PROBLEM DETAILS » Convert every line of the listing below into a Markdown table with the columns "Row" and "Listing line," leaving out any blank lines.

-------- DATA SHOWN

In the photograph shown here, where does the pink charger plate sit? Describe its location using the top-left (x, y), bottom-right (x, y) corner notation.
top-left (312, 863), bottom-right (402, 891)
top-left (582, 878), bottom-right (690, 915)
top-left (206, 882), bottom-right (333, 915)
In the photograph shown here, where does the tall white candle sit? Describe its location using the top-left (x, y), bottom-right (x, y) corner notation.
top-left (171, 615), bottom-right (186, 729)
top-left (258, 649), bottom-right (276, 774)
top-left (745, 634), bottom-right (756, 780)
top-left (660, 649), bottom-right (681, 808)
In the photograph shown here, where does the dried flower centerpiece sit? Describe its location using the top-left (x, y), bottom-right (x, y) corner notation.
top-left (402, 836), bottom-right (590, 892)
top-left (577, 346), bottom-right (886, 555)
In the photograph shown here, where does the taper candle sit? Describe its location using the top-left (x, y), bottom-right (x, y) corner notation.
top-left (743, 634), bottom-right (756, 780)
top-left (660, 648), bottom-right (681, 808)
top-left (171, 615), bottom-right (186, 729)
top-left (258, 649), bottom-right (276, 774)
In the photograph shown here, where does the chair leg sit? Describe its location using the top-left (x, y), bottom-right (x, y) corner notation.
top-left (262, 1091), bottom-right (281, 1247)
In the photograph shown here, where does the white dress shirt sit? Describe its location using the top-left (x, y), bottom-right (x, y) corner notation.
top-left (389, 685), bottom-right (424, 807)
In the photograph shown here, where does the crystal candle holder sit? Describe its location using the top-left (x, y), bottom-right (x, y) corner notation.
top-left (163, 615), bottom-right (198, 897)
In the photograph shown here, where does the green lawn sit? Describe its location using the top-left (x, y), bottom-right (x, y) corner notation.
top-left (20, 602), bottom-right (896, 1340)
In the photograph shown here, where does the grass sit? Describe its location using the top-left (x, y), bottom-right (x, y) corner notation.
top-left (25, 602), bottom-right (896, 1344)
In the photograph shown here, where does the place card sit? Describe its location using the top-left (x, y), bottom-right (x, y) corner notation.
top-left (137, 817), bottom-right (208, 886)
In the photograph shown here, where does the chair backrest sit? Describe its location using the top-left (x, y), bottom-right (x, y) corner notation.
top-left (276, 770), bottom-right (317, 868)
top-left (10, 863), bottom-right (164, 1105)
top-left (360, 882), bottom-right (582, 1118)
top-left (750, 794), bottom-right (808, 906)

----------------

IN RESPONSE »
| Row | Listing line |
|---|---|
| 1 | In the photograph shown here, where does the pink charger plate sit? Describe its location using the top-left (x, y), bottom-right (x, y) corner notation. |
| 2 | top-left (312, 863), bottom-right (402, 891) |
| 3 | top-left (582, 878), bottom-right (690, 915) |
| 4 | top-left (206, 882), bottom-right (333, 915) |
| 5 | In the photograph shown here, where does the tall white candle sit? Describe its location using the top-left (x, y), bottom-right (x, y) corner notation. |
| 6 | top-left (171, 615), bottom-right (186, 729) |
| 7 | top-left (258, 649), bottom-right (276, 774) |
| 8 | top-left (745, 634), bottom-right (756, 780) |
| 9 | top-left (660, 649), bottom-right (681, 808) |
| 10 | In the photograph shown here, where does the dried flower centerpiece sit? Describe its location using the top-left (x, y), bottom-right (x, y) corner notation. |
| 11 | top-left (402, 836), bottom-right (590, 892) |
| 12 | top-left (577, 346), bottom-right (886, 555) |
| 13 | In the photograph shown here, where does the taper candle sit? Describe its location using the top-left (x, y), bottom-right (x, y) corner notation. |
| 14 | top-left (743, 634), bottom-right (756, 780) |
| 15 | top-left (660, 648), bottom-right (681, 808) |
| 16 | top-left (171, 615), bottom-right (186, 729) |
| 17 | top-left (258, 649), bottom-right (276, 774) |
| 18 | In the photograph shown here, where does the chair leg sit? Describe its location using the top-left (x, y), bottom-right (x, y) corner notation. |
| 19 | top-left (262, 1091), bottom-right (281, 1247) |
| 20 | In the photograph shown here, where does the white dress shirt sit? Describe its location using the top-left (x, y), bottom-right (x, y) corner notation. |
| 21 | top-left (389, 685), bottom-right (424, 807) |
| 22 | In the photograph shown here, where does the crystal candle holder sit? Describe its location using the top-left (x, y), bottom-right (x, y) corner notation. |
| 23 | top-left (163, 615), bottom-right (198, 897) |
| 24 | In the photograph shown here, where does the green lawn sit? Describe its location using the top-left (x, y), bottom-right (x, y) corner notation. |
| 25 | top-left (20, 602), bottom-right (896, 1340) |
| 26 | In the photograph shown here, where does the grass sit? Describe its location using the top-left (x, y), bottom-right (x, y) corner notation. |
| 27 | top-left (25, 602), bottom-right (896, 1344) |
| 28 | In the photograph shown here, where does the place card sit? Describe its location using the top-left (x, y), bottom-right (x, y) corner notation. |
| 29 | top-left (137, 817), bottom-right (208, 886) |
| 30 | In the photograph shown here, where does the chair backrest sit? Describe its location using the top-left (x, y), bottom-right (x, y) corner notation. |
| 31 | top-left (276, 770), bottom-right (317, 868) |
| 32 | top-left (10, 863), bottom-right (164, 1105) |
| 33 | top-left (360, 882), bottom-right (582, 1118) |
| 34 | top-left (750, 794), bottom-right (808, 906) |